» WORK INSTRUCTION 1: According to the article on neonatal sepsis and pneumonia below, how many newborns die from infections each year?
» WORK INSTRUCTION 2: Please continue the article on neonatal sepsis and pneumonia below, starting right after its final sentence.

Top of PROVIDED TEXT

This article is part of the supplement: Technical inputs, enhancements and applications of the Lives Saved Tool (LiST)
Effect of case management on neonatal mortality due to sepsis and pneumonia
1 Department of Paediatrics and Child Health, the Aga Khan University, Karachi, Pakistan
2 London School of Tropical Medicine and Hygiene, London, UK
3 Johns Hopkins Bloomberg School of Public Health, International Health, Baltimore MD, USA
4 Saving Newborn Lives/Save the Children, Cape Town, South Africa
BMC Public Health 2011, 11(Suppl 3):S13 doi:10.1186/1471-2458-11-S3-S13Published: 13 April 2011
Each year almost one million newborns die from infections, mostly in low-income countries. Timely case management would save many lives but the relative mortality effect of varying strategies is unknown. We have estimated the effect of providing oral, or injectable antibiotics at home or in first-level facilities, and of in-patient hospital care on neonatal mortality from pneumonia and sepsis for use in the Lives Saved Tool (LiST).
We conducted systematic searches of multiple databases to identify relevant studies with mortality data. Standardized abstraction tables were used and study quality assessed by adapted GRADE criteria. Meta-analyses were undertaken where appropriate. For interventions with biological plausibility but low quality evidence, a Delphi process was undertaken to estimate effectiveness.

Bottom of PROVIDED TEXT
Top of DATASET EXCERPTS

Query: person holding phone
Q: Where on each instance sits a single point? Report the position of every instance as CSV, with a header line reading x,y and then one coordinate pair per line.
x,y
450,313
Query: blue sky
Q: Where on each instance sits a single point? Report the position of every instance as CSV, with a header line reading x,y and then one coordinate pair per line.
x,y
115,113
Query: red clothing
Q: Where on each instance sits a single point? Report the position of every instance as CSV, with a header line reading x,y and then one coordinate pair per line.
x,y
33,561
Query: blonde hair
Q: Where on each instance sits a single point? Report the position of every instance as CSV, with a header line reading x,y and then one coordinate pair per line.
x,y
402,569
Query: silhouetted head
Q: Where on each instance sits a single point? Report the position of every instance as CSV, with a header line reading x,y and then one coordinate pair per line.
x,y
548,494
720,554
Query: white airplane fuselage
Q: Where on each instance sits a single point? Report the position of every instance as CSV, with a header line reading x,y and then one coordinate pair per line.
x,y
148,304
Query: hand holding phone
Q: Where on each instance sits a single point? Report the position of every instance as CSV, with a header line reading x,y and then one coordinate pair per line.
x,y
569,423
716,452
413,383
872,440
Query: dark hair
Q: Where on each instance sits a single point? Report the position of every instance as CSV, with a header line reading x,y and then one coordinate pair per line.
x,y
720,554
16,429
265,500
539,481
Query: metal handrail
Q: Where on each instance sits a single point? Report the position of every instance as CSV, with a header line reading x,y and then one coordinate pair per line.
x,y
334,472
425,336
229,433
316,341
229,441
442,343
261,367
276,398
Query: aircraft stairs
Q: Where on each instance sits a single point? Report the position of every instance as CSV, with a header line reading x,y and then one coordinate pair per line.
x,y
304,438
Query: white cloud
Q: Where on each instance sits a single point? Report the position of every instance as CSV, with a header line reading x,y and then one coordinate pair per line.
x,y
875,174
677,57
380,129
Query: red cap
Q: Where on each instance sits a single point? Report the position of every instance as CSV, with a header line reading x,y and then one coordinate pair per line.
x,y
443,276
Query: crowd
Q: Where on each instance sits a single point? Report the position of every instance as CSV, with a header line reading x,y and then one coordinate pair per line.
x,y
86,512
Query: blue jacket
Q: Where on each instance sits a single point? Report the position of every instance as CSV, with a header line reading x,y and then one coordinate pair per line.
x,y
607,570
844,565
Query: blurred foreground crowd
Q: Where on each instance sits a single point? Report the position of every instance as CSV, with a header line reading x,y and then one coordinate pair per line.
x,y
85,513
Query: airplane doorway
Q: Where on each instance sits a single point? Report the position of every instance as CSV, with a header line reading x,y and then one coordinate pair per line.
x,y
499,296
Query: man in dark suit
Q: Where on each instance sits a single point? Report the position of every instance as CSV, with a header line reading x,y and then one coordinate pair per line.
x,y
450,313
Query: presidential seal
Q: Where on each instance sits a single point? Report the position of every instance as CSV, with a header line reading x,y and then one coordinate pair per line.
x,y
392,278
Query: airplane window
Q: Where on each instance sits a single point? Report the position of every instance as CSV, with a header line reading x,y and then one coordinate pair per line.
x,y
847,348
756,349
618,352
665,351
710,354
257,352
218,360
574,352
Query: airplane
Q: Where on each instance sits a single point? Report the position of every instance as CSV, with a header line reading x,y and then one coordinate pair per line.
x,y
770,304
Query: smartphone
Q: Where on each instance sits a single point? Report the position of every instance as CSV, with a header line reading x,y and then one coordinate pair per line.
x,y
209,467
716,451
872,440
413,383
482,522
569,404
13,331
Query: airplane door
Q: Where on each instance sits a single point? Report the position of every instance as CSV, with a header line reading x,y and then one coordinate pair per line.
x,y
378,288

Bottom of DATASET EXCERPTS
Top of DATASET EXCERPTS

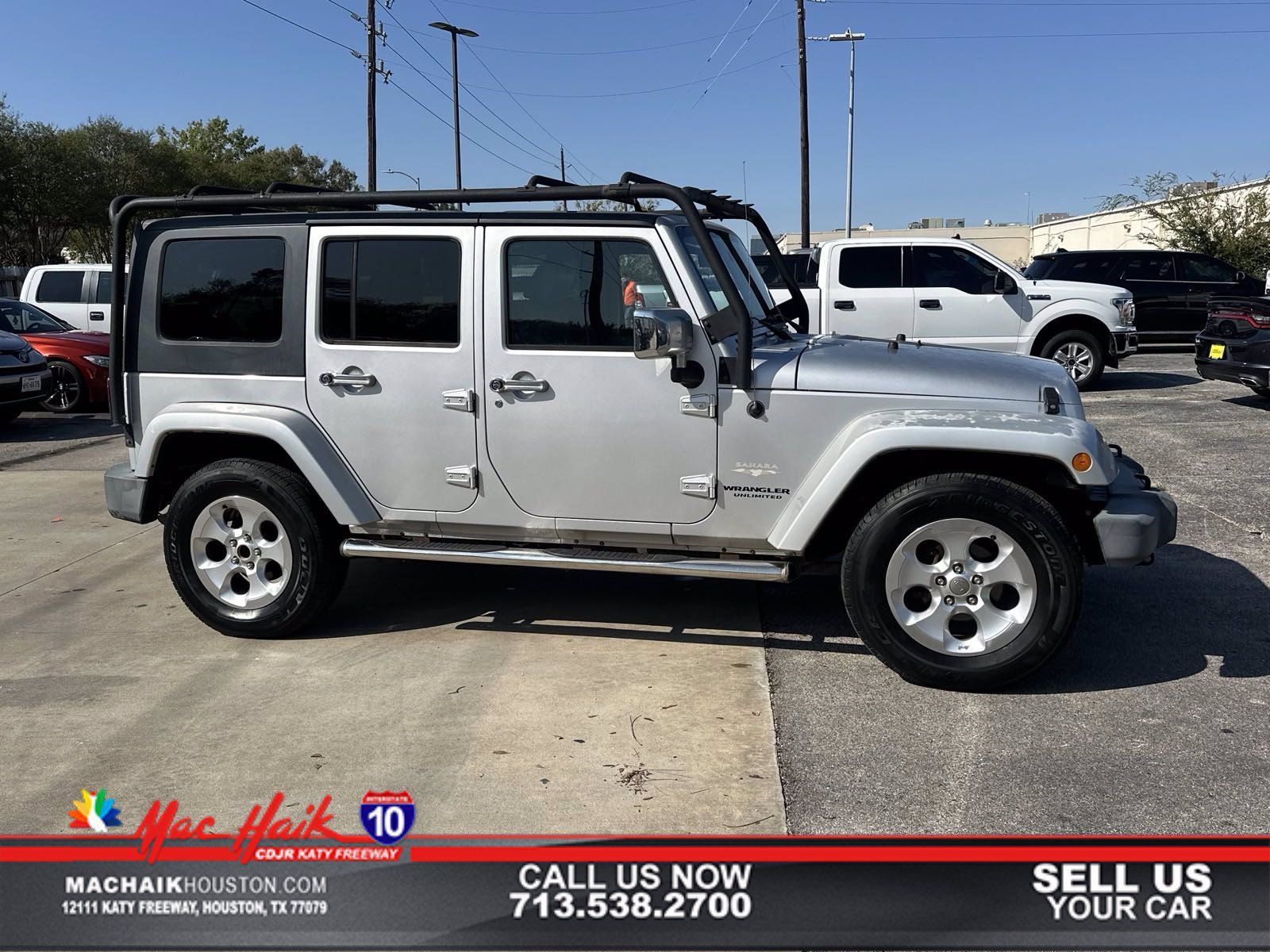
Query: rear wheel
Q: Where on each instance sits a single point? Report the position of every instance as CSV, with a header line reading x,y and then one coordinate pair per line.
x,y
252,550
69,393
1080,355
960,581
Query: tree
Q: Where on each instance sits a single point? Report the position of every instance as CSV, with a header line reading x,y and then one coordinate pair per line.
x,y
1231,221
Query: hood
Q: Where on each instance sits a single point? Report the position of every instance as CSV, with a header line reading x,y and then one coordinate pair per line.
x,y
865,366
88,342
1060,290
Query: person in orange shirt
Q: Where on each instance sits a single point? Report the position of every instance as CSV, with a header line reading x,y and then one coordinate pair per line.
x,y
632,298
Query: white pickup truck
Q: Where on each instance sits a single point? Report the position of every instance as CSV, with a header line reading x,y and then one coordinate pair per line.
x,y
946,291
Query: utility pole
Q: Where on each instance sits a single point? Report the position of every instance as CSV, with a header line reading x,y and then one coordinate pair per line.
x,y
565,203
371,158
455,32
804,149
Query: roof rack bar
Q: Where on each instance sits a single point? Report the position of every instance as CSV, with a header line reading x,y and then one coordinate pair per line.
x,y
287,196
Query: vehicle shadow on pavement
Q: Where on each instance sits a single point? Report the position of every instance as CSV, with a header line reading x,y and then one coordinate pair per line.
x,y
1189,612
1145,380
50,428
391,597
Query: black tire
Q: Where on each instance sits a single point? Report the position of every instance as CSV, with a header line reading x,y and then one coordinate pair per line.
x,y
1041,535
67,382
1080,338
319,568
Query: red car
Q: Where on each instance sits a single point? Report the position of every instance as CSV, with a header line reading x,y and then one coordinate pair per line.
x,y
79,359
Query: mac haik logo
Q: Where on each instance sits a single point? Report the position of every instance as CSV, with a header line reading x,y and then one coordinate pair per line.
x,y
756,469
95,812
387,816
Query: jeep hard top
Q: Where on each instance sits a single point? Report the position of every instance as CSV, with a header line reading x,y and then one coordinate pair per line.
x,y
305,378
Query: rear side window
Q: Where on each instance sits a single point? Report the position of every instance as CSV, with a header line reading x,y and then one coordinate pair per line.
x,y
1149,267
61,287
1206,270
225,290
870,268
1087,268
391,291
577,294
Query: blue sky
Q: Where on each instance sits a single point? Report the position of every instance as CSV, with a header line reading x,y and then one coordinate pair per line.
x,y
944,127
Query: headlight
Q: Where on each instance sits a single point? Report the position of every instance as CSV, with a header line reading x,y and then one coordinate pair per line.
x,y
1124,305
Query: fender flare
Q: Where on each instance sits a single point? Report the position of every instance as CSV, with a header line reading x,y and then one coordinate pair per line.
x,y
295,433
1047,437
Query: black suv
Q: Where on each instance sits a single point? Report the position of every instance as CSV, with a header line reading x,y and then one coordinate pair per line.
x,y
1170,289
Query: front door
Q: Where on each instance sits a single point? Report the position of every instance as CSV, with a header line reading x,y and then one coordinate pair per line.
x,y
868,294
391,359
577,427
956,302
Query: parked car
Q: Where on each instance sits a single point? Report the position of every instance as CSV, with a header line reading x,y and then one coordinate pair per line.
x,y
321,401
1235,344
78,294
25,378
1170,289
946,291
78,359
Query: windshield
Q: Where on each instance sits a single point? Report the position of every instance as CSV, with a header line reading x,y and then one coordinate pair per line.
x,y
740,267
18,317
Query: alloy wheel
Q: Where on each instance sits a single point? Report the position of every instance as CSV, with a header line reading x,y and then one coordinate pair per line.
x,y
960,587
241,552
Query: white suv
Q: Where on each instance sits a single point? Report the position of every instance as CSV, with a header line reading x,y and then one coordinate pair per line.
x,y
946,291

Bottom of DATASET EXCERPTS

» EXERCISE OUTPUT 1: Almost one million.

» EXERCISE OUTPUT 2:
Searches of 2876 titles identified 7 studies. Among these, 4 evaluated oral antibiotics for neonatal pneumonia in non-randomised, concurrently controlled designs. Meta-analysis suggested reductions in all-cause neonatal mortality (RR 0.75 95% CI 0.64- 0.89; 4 studies) and neonatal pneumonia-specific mortality (RR 0.58 95% CI 0.41- 0.82; 3 studies). Two studies (1 RCT, 1 observational study), evaluated community-based neonatal care packages including injectable antibiotics and reported mortality reductions of 44% (RR= 0.56, 95% CI 0.41-0.77) and 34% (RR =0.66, 95% CI 0.47-0.93), but the interpretation of these results is complicated by co-interventions. A third, clinic-based, study reported a case-fatality ratio of 3.3% among neonates treated with injectable antibiotics as outpatients. No studies were identified evaluating injectable antibiotics alone for neonatal pneumonia. Delphi consensus (median from 20 respondents) effects on sepsis-specific mortality were 30% reduction for oral antibiotics, 65% for injectable antibiotics and 75% for injectable antibiotics on pneumonia-specific mortality. No trials were identified assessing effect of hospital management for neonatal infections and Delphi consensus suggested 80%, and 90% reductions for sepsis and pneumonia-specific mortality respectively.
Oral antibiotics administered in the community are effective for neonatal pneumonia mortality reduction based on a meta-analysis, but expert opinion suggests much higher impact from injectable antibiotics in the community or primary care level and even higher for facility-based care. Despite feasibility and low cost, these interventions are not widely available in many low income countries.
This work was supported by the Bill & Melinda Gates Foundation through a grant to the US Fund for UNICEF, and to Saving Newborn Lives Save the Children, through Save the Children US.